» What you have to do: Reproduce nothing but the closing run of lines: the line with "Locate the white" and each line that follows it to the end of the data.

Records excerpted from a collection
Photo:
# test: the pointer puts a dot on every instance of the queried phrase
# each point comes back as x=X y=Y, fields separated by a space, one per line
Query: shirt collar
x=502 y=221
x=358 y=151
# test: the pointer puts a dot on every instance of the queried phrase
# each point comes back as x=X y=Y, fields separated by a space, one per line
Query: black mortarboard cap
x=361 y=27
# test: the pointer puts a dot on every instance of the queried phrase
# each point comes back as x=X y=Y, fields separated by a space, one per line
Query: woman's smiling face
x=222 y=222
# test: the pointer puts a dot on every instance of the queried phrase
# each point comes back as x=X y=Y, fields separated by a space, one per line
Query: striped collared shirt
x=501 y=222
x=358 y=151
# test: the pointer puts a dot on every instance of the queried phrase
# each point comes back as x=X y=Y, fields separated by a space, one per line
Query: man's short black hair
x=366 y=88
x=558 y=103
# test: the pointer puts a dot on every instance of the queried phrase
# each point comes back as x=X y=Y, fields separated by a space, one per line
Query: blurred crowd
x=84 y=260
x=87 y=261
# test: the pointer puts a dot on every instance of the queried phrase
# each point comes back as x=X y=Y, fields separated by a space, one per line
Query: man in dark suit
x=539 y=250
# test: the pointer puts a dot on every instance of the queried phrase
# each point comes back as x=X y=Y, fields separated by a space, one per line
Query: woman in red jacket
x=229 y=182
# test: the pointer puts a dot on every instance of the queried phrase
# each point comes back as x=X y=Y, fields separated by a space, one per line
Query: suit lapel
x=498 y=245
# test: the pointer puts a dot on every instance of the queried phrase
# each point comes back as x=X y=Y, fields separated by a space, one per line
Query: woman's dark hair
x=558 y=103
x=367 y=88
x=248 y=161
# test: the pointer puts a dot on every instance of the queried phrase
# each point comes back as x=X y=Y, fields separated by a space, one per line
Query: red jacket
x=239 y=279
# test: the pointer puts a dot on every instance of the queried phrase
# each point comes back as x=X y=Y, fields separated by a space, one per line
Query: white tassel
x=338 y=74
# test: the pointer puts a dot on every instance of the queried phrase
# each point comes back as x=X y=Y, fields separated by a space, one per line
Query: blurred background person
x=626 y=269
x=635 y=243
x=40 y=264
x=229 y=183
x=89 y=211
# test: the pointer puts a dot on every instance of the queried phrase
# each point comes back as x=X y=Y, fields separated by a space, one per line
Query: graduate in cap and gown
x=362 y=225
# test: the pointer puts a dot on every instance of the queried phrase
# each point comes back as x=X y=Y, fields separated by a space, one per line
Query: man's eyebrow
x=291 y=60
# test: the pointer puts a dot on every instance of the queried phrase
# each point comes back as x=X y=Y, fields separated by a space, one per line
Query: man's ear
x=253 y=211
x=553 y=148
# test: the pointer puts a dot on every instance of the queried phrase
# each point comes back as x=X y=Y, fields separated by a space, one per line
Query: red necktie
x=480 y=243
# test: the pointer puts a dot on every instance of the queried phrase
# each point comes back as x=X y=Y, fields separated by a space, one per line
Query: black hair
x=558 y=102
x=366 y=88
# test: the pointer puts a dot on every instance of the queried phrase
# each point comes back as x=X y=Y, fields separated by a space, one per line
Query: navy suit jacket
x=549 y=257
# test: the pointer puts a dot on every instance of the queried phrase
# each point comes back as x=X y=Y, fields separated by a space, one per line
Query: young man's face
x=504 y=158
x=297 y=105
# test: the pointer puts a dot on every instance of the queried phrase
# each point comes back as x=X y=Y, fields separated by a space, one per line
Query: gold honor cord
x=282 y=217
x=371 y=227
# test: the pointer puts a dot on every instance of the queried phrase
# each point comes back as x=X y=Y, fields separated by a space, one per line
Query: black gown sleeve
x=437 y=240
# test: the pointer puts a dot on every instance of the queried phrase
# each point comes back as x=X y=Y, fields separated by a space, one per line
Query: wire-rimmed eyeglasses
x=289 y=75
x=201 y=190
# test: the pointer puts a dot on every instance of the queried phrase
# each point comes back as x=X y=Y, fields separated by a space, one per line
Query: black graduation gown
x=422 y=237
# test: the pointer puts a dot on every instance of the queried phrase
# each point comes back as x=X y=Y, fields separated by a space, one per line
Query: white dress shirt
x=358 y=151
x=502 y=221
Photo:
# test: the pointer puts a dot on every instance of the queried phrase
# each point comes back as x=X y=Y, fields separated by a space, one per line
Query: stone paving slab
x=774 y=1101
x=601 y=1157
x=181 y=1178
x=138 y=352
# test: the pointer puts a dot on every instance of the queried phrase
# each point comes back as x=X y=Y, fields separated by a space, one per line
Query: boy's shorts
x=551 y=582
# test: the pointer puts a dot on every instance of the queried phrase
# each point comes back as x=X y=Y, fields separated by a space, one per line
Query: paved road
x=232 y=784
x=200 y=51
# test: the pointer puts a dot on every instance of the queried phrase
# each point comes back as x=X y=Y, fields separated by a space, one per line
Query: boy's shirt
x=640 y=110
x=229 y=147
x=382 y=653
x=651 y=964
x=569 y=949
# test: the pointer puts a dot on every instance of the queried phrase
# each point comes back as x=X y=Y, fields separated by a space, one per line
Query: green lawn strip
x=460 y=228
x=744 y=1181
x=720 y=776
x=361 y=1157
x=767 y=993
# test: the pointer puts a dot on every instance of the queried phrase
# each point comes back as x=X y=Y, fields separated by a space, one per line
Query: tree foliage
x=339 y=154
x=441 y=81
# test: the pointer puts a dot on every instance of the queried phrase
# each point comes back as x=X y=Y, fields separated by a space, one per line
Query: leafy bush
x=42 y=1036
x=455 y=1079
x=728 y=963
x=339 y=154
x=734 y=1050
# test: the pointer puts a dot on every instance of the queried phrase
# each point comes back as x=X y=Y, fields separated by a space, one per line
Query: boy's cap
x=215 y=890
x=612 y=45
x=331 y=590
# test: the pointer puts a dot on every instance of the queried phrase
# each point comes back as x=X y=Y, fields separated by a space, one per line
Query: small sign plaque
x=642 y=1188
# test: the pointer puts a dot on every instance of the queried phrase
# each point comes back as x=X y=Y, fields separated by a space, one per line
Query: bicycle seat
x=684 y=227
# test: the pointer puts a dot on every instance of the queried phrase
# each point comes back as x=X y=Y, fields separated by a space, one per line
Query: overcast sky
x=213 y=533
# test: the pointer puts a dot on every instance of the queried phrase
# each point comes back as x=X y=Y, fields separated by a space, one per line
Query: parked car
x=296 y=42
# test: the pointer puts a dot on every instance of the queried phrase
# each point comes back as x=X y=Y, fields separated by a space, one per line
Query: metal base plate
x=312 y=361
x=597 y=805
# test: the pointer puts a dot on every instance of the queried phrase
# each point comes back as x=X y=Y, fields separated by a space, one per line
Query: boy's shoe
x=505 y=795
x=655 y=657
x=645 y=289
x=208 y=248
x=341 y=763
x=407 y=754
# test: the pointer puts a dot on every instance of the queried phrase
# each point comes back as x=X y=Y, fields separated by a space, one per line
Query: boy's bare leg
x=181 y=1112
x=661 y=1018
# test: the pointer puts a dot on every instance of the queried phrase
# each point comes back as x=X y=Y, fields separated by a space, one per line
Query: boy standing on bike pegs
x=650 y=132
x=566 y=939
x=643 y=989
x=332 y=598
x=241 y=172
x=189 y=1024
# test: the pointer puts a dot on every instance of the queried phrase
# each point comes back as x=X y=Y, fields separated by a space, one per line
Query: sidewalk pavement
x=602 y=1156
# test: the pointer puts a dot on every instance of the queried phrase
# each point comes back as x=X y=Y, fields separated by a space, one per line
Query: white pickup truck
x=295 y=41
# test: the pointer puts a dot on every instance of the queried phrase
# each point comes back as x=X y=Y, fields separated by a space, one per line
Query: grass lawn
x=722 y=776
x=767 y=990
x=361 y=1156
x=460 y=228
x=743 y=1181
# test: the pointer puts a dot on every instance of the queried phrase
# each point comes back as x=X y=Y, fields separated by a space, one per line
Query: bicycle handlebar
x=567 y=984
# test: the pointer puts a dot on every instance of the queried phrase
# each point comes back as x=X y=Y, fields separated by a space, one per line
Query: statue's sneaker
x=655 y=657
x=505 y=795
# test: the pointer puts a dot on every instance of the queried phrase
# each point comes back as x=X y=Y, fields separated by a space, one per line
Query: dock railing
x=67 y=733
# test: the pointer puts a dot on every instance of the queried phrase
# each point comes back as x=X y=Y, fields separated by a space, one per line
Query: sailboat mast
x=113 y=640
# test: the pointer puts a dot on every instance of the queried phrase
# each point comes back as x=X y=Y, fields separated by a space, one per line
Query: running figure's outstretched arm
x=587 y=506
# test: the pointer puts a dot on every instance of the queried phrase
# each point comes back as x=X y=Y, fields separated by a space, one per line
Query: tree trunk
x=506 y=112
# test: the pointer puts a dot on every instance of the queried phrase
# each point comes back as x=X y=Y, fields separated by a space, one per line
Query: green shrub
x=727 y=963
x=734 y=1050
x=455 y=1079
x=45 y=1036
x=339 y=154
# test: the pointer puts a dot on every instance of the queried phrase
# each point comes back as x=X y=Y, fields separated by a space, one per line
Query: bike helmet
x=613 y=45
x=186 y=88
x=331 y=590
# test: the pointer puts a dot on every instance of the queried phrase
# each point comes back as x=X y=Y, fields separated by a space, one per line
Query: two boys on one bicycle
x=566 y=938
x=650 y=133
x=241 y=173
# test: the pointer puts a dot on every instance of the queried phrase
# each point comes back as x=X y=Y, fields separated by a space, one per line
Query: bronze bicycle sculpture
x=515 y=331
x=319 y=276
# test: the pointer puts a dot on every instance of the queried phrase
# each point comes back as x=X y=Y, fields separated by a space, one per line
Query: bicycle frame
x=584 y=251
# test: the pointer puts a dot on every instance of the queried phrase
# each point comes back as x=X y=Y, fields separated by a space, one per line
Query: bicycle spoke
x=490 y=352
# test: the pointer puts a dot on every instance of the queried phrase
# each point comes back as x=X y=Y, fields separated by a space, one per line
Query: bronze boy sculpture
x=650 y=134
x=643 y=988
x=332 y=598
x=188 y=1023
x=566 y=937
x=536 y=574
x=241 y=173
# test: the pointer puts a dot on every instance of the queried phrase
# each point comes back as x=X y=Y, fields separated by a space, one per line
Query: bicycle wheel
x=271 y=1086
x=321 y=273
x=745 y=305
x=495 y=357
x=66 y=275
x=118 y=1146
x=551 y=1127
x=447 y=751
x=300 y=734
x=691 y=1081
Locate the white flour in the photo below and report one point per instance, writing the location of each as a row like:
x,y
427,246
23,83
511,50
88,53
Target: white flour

» Exercise solution:
Locate the white flour in the photo below and report one point per instance, writing the location of each as a row like:
x,y
427,246
23,83
511,50
88,53
Target: white flour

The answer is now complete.